> **The task**:
Write out every line of the records below as a JSON list of strings, one string per line, omitting blank lines.

> **Stored records**:
^^^^^^^^^^^^^^^^

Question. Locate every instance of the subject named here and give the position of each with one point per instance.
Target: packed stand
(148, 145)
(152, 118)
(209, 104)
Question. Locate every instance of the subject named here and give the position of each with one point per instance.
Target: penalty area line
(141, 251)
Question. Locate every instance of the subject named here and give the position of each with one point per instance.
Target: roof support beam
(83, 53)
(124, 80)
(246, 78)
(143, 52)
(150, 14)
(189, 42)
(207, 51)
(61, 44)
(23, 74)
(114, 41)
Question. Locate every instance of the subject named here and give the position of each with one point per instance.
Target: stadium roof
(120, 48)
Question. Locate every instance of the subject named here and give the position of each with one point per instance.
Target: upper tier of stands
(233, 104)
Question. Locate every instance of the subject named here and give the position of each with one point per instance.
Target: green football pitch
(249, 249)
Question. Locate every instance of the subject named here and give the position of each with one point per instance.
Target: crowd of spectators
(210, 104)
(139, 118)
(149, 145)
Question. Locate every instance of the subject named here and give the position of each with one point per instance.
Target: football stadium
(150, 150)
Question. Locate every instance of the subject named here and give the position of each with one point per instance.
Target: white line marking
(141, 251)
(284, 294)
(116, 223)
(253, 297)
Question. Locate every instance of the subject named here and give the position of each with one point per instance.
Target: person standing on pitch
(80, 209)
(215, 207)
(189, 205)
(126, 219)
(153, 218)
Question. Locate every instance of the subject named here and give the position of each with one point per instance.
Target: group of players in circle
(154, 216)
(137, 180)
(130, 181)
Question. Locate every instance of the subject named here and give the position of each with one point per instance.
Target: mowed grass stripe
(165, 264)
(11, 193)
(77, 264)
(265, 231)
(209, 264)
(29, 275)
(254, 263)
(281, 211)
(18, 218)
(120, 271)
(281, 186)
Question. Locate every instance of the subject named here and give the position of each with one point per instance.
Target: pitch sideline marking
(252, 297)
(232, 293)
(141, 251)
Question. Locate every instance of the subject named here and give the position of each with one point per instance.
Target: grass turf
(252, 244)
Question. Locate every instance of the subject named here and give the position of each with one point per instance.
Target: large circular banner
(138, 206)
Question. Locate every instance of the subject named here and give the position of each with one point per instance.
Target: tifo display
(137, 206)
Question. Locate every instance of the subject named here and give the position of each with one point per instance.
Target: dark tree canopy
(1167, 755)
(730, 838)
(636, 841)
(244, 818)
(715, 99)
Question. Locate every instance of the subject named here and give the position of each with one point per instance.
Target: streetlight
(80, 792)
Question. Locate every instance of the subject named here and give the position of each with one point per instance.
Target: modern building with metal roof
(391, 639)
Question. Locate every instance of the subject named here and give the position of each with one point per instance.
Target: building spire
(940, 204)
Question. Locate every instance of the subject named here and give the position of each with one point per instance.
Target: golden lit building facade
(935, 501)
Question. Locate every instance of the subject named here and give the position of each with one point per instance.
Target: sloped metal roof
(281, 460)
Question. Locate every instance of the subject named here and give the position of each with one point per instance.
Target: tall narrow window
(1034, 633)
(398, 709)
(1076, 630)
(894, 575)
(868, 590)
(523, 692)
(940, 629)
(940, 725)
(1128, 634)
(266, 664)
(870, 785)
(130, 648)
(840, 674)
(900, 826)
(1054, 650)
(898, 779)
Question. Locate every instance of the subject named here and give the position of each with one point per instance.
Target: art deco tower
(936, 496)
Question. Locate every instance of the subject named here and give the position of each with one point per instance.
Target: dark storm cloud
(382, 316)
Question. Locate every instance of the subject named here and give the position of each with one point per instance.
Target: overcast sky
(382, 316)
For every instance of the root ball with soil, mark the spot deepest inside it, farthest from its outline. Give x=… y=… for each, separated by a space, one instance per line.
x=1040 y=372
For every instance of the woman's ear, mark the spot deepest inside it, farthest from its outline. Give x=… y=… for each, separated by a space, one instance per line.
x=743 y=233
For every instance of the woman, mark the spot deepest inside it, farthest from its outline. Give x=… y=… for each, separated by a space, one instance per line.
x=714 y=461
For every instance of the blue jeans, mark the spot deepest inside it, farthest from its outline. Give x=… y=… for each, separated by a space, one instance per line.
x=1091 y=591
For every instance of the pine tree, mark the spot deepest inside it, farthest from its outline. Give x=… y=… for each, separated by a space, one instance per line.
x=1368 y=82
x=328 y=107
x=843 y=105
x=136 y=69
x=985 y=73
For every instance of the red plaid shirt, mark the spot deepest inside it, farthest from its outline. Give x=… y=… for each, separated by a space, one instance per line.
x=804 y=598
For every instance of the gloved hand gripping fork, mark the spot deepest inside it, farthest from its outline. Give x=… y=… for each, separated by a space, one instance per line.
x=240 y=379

^^^^^^^^^^^^^^^^

> **Finished answer**:
[
  "Question. Locate every instance of the subject named here and give the position of each with one point per instance.",
  "Target: packed stand",
  "(148, 145)",
  "(152, 118)",
  "(209, 104)",
  "Question. Locate every instance of the subject named here and give the position of each with one point per instance.",
  "Target: penalty area line",
  "(141, 251)",
  "Question. Locate every instance of the subject named here and give the position of each with one point per instance.",
  "Target: roof support beam",
  "(83, 53)",
  "(124, 80)",
  "(246, 78)",
  "(143, 52)",
  "(150, 14)",
  "(189, 42)",
  "(207, 51)",
  "(61, 44)",
  "(23, 74)",
  "(114, 41)",
  "Question. Locate every instance of the subject named here and give the position of each with one point per instance.",
  "Target: stadium roof",
  "(120, 48)",
  "Question. Locate every instance of the subject named here and give the position of each with one point per instance.",
  "Target: upper tier of stands",
  "(233, 104)",
  "Question. Locate every instance of the subject named here and give the position of each with one point per instance.",
  "Target: green football pitch",
  "(249, 249)",
  "Question. Locate every instance of the subject named here and give the position of each with one point per instance.",
  "Target: crowd of spectators",
  "(210, 104)",
  "(139, 118)",
  "(149, 145)",
  "Question. Locate every instance of the subject named here and give the position of each with one point per instance.",
  "Target: football stadium",
  "(150, 150)",
  "Question. Locate every instance of the subject named here and give the position of each with one point per instance.",
  "Target: white line marking",
  "(141, 251)",
  "(284, 294)",
  "(116, 223)",
  "(253, 297)",
  "Question. Locate every instance of the subject named here and give the position of each with one point per instance.",
  "Target: person standing on pitch",
  "(80, 209)",
  "(215, 207)",
  "(189, 205)",
  "(126, 219)",
  "(153, 218)",
  "Question. Locate every instance of the subject named here and give the position of each with one point per instance.",
  "Target: group of players in circle",
  "(154, 216)",
  "(137, 180)",
  "(130, 181)",
  "Question. Locate every instance of the subject named here and give the position of each with one point per instance.",
  "Target: mowed grass stripe",
  "(165, 264)",
  "(11, 193)",
  "(77, 264)",
  "(265, 231)",
  "(209, 264)",
  "(29, 275)",
  "(254, 263)",
  "(281, 211)",
  "(18, 218)",
  "(120, 271)",
  "(281, 186)",
  "Question. Locate every instance of the subject named here and give the position of each with one point per instance.",
  "Target: pitch sideline marking",
  "(252, 297)",
  "(232, 293)",
  "(141, 251)",
  "Question. Locate every instance of the subject named here and give the position of each with one point per instance.",
  "Target: grass turf",
  "(252, 244)",
  "Question. Locate every instance of the subject named here and give the position of each with one point per instance.",
  "Target: large circular banner",
  "(138, 206)",
  "Question. Locate every instance of the subject named here and give the position of each with one point per instance.",
  "Target: tifo display",
  "(137, 206)",
  "Question. Locate every instance of the subject named here and give the position of each with one point per instance.",
  "Target: dark tree canopy",
  "(1167, 755)",
  "(730, 838)",
  "(636, 841)",
  "(244, 818)",
  "(715, 99)",
  "Question. Locate every instance of the subject named here and give the position of each with one point per instance.",
  "Target: streetlight",
  "(80, 792)",
  "Question. Locate every instance of the subject named here and give the position of each with one point per instance.",
  "Target: modern building with metal roof",
  "(391, 639)",
  "Question. Locate every instance of the subject named here and give the position of each with one point per instance.",
  "Target: building spire",
  "(940, 204)",
  "Question. Locate every instance of the subject named here and give the position of each with one point per instance.",
  "Target: golden lit building facade",
  "(935, 501)",
  "Question. Locate every instance of the subject named here and give the position of each with one point per instance.",
  "Target: sloped metal roof",
  "(281, 460)",
  "Question. Locate every instance of the subject named here and give the position of each with one point per instance.",
  "Target: tall narrow window",
  "(1034, 633)",
  "(398, 709)",
  "(1076, 630)",
  "(894, 575)",
  "(868, 590)",
  "(523, 692)",
  "(940, 629)",
  "(940, 725)",
  "(1128, 634)",
  "(266, 664)",
  "(870, 785)",
  "(130, 648)",
  "(840, 674)",
  "(900, 826)",
  "(1054, 650)",
  "(898, 779)",
  "Question. Locate every instance of the subject named here and give the position of each with one point per instance.",
  "Target: art deco tower",
  "(936, 496)",
  "Question. Locate every instance of the subject named here and give the position of each with one point per instance.",
  "Target: dark storm cloud",
  "(382, 316)",
  "Question. Locate every instance of the subject named here and give the position of each with one point per instance.",
  "Target: overcast sky",
  "(382, 316)",
  "For every instance of the root ball with soil, mark the spot deepest inside it, farthest from its outline. Give x=… y=… for each, separated by a space, one instance per line.",
  "x=1040 y=372",
  "For every instance of the woman's ear, mark the spot deepest inside it, farthest from its outline. Give x=… y=… for each, separated by a space, one instance per line.",
  "x=743 y=233",
  "For every instance of the woman, mark the spot deepest inside it, farthest from its outline. Give x=… y=… for each, separated by a space, one instance per line.",
  "x=714 y=461",
  "For every instance of the blue jeans, mark the spot deepest inside it, farthest from its outline. Give x=… y=… for each, separated by a space, one instance per line.",
  "x=1091 y=591",
  "For every instance of the pine tree, mark the spot deepest inside it, farthest from its outline. Give x=… y=… for each, separated by a space, one instance per line.",
  "x=1368 y=82",
  "x=328 y=107",
  "x=843 y=105",
  "x=136 y=69",
  "x=985 y=73",
  "For every instance of the red plaid shirt, mark the spot deepest inside it, farthest from its outline. Give x=… y=… for each, separated by a space, one instance per line.",
  "x=804 y=598",
  "For every instance of the gloved hand gripping fork, mark the spot deepest inside it, farthest from its outline. Give x=… y=… for each, separated by a space, one instance per line.",
  "x=240 y=379"
]